■ **Exercise description**:
Reproduce the following rows word for word, omitting the pictures from your answer.
--- start of Task inputs ---
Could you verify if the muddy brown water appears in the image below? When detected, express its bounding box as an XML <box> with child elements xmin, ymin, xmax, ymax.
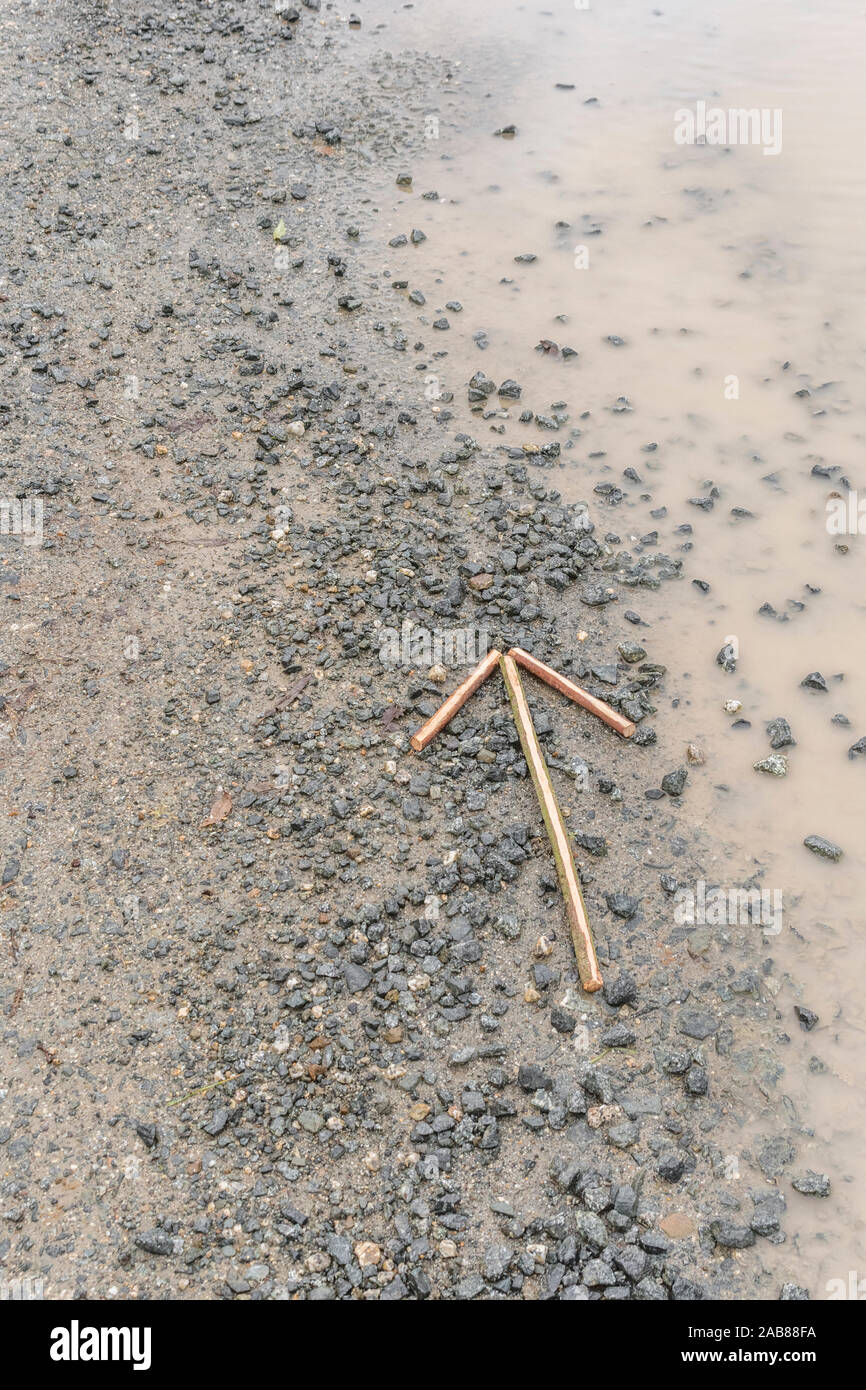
<box><xmin>350</xmin><ymin>0</ymin><xmax>866</xmax><ymax>1298</ymax></box>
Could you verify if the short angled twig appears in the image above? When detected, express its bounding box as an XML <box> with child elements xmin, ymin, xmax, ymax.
<box><xmin>409</xmin><ymin>648</ymin><xmax>502</xmax><ymax>753</ymax></box>
<box><xmin>509</xmin><ymin>646</ymin><xmax>635</xmax><ymax>738</ymax></box>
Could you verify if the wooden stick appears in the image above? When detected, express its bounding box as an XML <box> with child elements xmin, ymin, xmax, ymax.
<box><xmin>409</xmin><ymin>646</ymin><xmax>502</xmax><ymax>753</ymax></box>
<box><xmin>499</xmin><ymin>655</ymin><xmax>603</xmax><ymax>994</ymax></box>
<box><xmin>509</xmin><ymin>646</ymin><xmax>635</xmax><ymax>738</ymax></box>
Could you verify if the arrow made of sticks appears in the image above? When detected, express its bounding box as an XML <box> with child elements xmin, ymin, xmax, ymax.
<box><xmin>409</xmin><ymin>646</ymin><xmax>634</xmax><ymax>994</ymax></box>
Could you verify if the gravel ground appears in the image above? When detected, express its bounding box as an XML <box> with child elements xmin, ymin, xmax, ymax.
<box><xmin>0</xmin><ymin>0</ymin><xmax>822</xmax><ymax>1300</ymax></box>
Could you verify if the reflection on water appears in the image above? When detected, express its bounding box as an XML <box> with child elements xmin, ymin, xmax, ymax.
<box><xmin>359</xmin><ymin>0</ymin><xmax>866</xmax><ymax>1298</ymax></box>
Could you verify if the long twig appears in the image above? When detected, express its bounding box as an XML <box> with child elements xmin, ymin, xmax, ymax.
<box><xmin>499</xmin><ymin>656</ymin><xmax>603</xmax><ymax>994</ymax></box>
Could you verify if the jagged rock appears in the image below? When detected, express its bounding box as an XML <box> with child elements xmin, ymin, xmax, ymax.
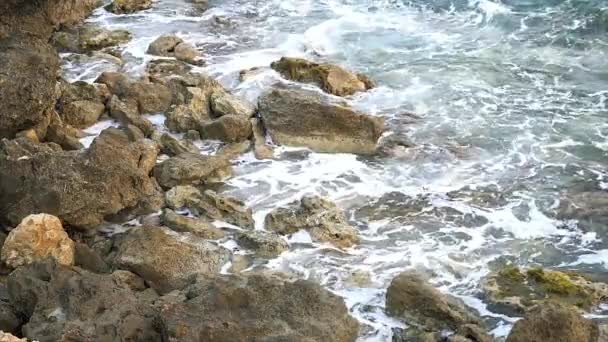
--- end of Task inputs ---
■ **Solution to the exercise**:
Could you verify if the muddy brown water appears in the image below? When detected, express its bounding box as an XML <box> with child elements xmin, ymin, xmax, ymax.
<box><xmin>350</xmin><ymin>0</ymin><xmax>866</xmax><ymax>1298</ymax></box>
Could you verify if the short angled twig appears in the image above? When detected, express its bounding box as an XML <box> with child elements xmin, ymin, xmax, ymax.
<box><xmin>409</xmin><ymin>648</ymin><xmax>502</xmax><ymax>753</ymax></box>
<box><xmin>509</xmin><ymin>646</ymin><xmax>635</xmax><ymax>738</ymax></box>
Could you verify if the wooden stick appears in the image above? When detected, express its bounding box as an XML <box> with child elements xmin, ymin, xmax, ymax.
<box><xmin>409</xmin><ymin>646</ymin><xmax>502</xmax><ymax>753</ymax></box>
<box><xmin>499</xmin><ymin>655</ymin><xmax>603</xmax><ymax>994</ymax></box>
<box><xmin>509</xmin><ymin>646</ymin><xmax>635</xmax><ymax>738</ymax></box>
Could you verify if the arrow made of sticks appears in the image above? When detected, express its bounding box as an XML <box> with child elements xmin, ymin, xmax, ymax.
<box><xmin>409</xmin><ymin>646</ymin><xmax>634</xmax><ymax>994</ymax></box>
Could you verify if the gravel ground appears in the image above? When detected, express its bounding box as an XML <box> with child elements xmin, ymin, xmax, ymax.
<box><xmin>0</xmin><ymin>0</ymin><xmax>822</xmax><ymax>1300</ymax></box>
Could you verify if the reflection on water appears in the image above? When detected, express its bounding box as an XML <box> with child elements xmin, ymin, xmax, ymax.
<box><xmin>359</xmin><ymin>0</ymin><xmax>866</xmax><ymax>1298</ymax></box>
Could you verify if the long twig appears in the image above? When detected, express its bounding box as an XML <box> with child elements xmin, ymin, xmax, ymax.
<box><xmin>499</xmin><ymin>656</ymin><xmax>603</xmax><ymax>994</ymax></box>
Could you verify if the jagged rock appears in the image below? When detected, express its bounding box as an XML <box> with child elements xmin, ymin, xmax, ymax.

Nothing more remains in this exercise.